## Excerpt to read
=-=-=
The corona virus is on everyone’s mind right now. As we slowly come out of “shelter-in-place” recommendations and get used to that “new normal” everyone keeps talking about, we all have so many questions. With “what we know” constantly changing it’s difficult to have a clear understanding of who is most vulnerable, and how the virus impacts those who contract it, both short and long-term.
As someone dealing with the frustrations and heartache of infertility, you’re likely doubly concerned. Not only are you wondering what you can do to keep yourself and those you love out of harm’s way, but you’re very likely questioning how to
proceed with your fertility treatment. Is this a good time to pursue pregnancy? Will coronavirus affect my fertility today and in the future? Does coronavirus put my embryos at risk?
=-=-=
## Listed entries

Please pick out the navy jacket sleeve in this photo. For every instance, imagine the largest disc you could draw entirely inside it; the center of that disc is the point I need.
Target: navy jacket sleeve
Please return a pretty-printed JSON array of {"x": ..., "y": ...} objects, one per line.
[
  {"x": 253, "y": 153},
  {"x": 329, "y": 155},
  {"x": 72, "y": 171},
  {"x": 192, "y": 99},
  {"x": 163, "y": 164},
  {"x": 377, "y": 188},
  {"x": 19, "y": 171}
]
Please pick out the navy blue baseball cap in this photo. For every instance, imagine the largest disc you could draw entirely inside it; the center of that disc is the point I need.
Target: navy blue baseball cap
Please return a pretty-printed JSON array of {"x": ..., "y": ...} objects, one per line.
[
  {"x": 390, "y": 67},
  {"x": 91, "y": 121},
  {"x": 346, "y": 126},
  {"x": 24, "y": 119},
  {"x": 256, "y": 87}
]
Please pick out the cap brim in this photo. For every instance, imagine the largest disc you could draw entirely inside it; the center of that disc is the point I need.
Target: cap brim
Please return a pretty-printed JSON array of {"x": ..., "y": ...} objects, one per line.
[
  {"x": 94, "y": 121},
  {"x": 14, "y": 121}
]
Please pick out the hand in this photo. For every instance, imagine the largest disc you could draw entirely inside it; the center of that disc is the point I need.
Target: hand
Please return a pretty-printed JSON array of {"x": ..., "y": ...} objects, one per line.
=-=-=
## Brief
Copy out the passage on coronavirus and fertility treatment in full, word for word. The listing plays no part in this work.

## Response to the task
The corona virus is on everyone’s mind right now. As we slowly come out of “shelter-in-place” recommendations and get used to that “new normal” everyone keeps talking about, we all have so many questions. With “what we know” constantly changing it’s difficult to have a clear understanding of who is most vulnerable, and how the virus impacts those who contract it, both short and long-term.
As someone dealing with the frustrations and heartache of infertility, you’re likely doubly concerned. Not only are you wondering what you can do to keep yourself and those you love out of harm’s way, but you’re very likely questioning how to
proceed with your fertility treatment. Is this a good time to pursue pregnancy? Will coronavirus affect my fertility today and in the future? Does coronavirus put my embryos at risk?